◆ Description of the task ◆
Leave out the pictures and transcribe the rest of the records exactly.

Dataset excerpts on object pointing
============

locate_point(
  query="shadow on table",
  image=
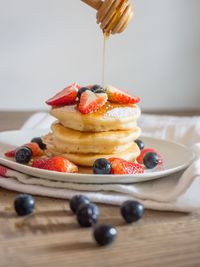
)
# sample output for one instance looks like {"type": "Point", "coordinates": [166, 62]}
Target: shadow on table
{"type": "Point", "coordinates": [73, 246]}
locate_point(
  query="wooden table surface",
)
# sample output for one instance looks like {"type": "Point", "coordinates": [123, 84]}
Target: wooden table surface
{"type": "Point", "coordinates": [52, 237]}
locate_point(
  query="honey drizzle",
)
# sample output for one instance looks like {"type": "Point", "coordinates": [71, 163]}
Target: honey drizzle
{"type": "Point", "coordinates": [105, 38]}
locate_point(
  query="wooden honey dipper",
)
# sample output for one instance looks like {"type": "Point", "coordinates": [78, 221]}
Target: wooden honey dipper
{"type": "Point", "coordinates": [112, 15]}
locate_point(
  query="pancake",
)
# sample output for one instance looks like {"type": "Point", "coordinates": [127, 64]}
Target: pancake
{"type": "Point", "coordinates": [129, 154]}
{"type": "Point", "coordinates": [66, 140]}
{"type": "Point", "coordinates": [110, 117]}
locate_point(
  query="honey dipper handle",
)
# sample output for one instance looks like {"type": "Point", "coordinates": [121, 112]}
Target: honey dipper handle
{"type": "Point", "coordinates": [93, 3]}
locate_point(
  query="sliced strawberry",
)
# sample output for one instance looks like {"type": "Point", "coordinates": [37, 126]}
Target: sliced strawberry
{"type": "Point", "coordinates": [66, 97]}
{"type": "Point", "coordinates": [144, 151]}
{"type": "Point", "coordinates": [36, 150]}
{"type": "Point", "coordinates": [39, 163]}
{"type": "Point", "coordinates": [58, 164]}
{"type": "Point", "coordinates": [121, 166]}
{"type": "Point", "coordinates": [91, 102]}
{"type": "Point", "coordinates": [117, 96]}
{"type": "Point", "coordinates": [10, 153]}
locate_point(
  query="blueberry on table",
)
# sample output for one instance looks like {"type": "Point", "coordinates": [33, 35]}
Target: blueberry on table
{"type": "Point", "coordinates": [76, 201]}
{"type": "Point", "coordinates": [151, 160]}
{"type": "Point", "coordinates": [80, 91]}
{"type": "Point", "coordinates": [38, 140]}
{"type": "Point", "coordinates": [97, 89]}
{"type": "Point", "coordinates": [23, 155]}
{"type": "Point", "coordinates": [87, 215]}
{"type": "Point", "coordinates": [139, 143]}
{"type": "Point", "coordinates": [132, 211]}
{"type": "Point", "coordinates": [24, 204]}
{"type": "Point", "coordinates": [102, 166]}
{"type": "Point", "coordinates": [104, 234]}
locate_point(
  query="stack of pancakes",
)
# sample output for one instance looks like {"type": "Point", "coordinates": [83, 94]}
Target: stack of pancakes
{"type": "Point", "coordinates": [83, 138]}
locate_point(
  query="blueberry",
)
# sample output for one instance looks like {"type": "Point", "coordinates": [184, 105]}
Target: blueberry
{"type": "Point", "coordinates": [76, 201]}
{"type": "Point", "coordinates": [38, 140]}
{"type": "Point", "coordinates": [23, 155]}
{"type": "Point", "coordinates": [104, 234]}
{"type": "Point", "coordinates": [139, 143]}
{"type": "Point", "coordinates": [132, 211]}
{"type": "Point", "coordinates": [102, 166]}
{"type": "Point", "coordinates": [87, 215]}
{"type": "Point", "coordinates": [151, 160]}
{"type": "Point", "coordinates": [97, 89]}
{"type": "Point", "coordinates": [80, 91]}
{"type": "Point", "coordinates": [24, 204]}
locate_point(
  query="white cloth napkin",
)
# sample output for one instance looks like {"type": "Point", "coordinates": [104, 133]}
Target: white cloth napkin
{"type": "Point", "coordinates": [178, 192]}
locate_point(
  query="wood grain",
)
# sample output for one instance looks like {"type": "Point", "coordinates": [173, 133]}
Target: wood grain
{"type": "Point", "coordinates": [52, 237]}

============

◆ Solution ◆
locate_point(
  query="shadow on table",
  image=
)
# sample output for one instance looks like {"type": "Point", "coordinates": [166, 62]}
Target: shadow on table
{"type": "Point", "coordinates": [73, 246]}
locate_point(
  query="wooden table surface",
)
# sample output for one instance looks like {"type": "Point", "coordinates": [123, 84]}
Target: wooden table surface
{"type": "Point", "coordinates": [52, 237]}
locate_point(
  query="honey drizzle",
)
# sample output for one instance looks like {"type": "Point", "coordinates": [71, 163]}
Target: honey drizzle
{"type": "Point", "coordinates": [105, 38]}
locate_point(
  query="wooden honey dipper",
)
# sample output for one instance looks like {"type": "Point", "coordinates": [78, 221]}
Target: wooden honey dipper
{"type": "Point", "coordinates": [112, 15]}
locate_point(
  query="pancake",
)
# sample output for one instance looks like {"type": "Point", "coordinates": [127, 64]}
Target: pancake
{"type": "Point", "coordinates": [129, 154]}
{"type": "Point", "coordinates": [66, 140]}
{"type": "Point", "coordinates": [110, 117]}
locate_point(
  query="honey dipper handle",
)
# sample output for one instance looks like {"type": "Point", "coordinates": [121, 112]}
Target: honey dipper handle
{"type": "Point", "coordinates": [93, 3]}
locate_point(
  query="sliced strawberry",
)
# sample output for one instance looks like {"type": "Point", "coordinates": [37, 126]}
Target: sliced strawberry
{"type": "Point", "coordinates": [66, 97]}
{"type": "Point", "coordinates": [144, 151]}
{"type": "Point", "coordinates": [36, 150]}
{"type": "Point", "coordinates": [39, 163]}
{"type": "Point", "coordinates": [58, 164]}
{"type": "Point", "coordinates": [121, 166]}
{"type": "Point", "coordinates": [91, 102]}
{"type": "Point", "coordinates": [117, 96]}
{"type": "Point", "coordinates": [10, 153]}
locate_point(
  query="blueberry on table",
)
# sample output for one instance looks like {"type": "Point", "coordinates": [33, 35]}
Target: blueberry on table
{"type": "Point", "coordinates": [76, 201]}
{"type": "Point", "coordinates": [151, 160]}
{"type": "Point", "coordinates": [80, 91]}
{"type": "Point", "coordinates": [38, 140]}
{"type": "Point", "coordinates": [97, 89]}
{"type": "Point", "coordinates": [23, 155]}
{"type": "Point", "coordinates": [87, 215]}
{"type": "Point", "coordinates": [139, 143]}
{"type": "Point", "coordinates": [132, 211]}
{"type": "Point", "coordinates": [24, 204]}
{"type": "Point", "coordinates": [102, 166]}
{"type": "Point", "coordinates": [104, 234]}
locate_point(
  query="stack of pancakes",
)
# sample output for one instance looks like {"type": "Point", "coordinates": [83, 94]}
Target: stack of pancakes
{"type": "Point", "coordinates": [83, 138]}
locate_point(
  query="blueberry",
)
# sample output for one instance looks like {"type": "Point", "coordinates": [184, 105]}
Target: blueberry
{"type": "Point", "coordinates": [76, 201]}
{"type": "Point", "coordinates": [38, 140]}
{"type": "Point", "coordinates": [23, 155]}
{"type": "Point", "coordinates": [104, 234]}
{"type": "Point", "coordinates": [139, 143]}
{"type": "Point", "coordinates": [132, 211]}
{"type": "Point", "coordinates": [102, 166]}
{"type": "Point", "coordinates": [87, 215]}
{"type": "Point", "coordinates": [151, 160]}
{"type": "Point", "coordinates": [97, 89]}
{"type": "Point", "coordinates": [80, 91]}
{"type": "Point", "coordinates": [24, 204]}
locate_point(
  query="white cloth napkin",
)
# sample output for one instance looks like {"type": "Point", "coordinates": [104, 133]}
Target: white cloth napkin
{"type": "Point", "coordinates": [178, 192]}
locate_point(
  query="wood grain",
)
# sample output for one instance looks like {"type": "Point", "coordinates": [173, 133]}
Target: wood grain
{"type": "Point", "coordinates": [52, 237]}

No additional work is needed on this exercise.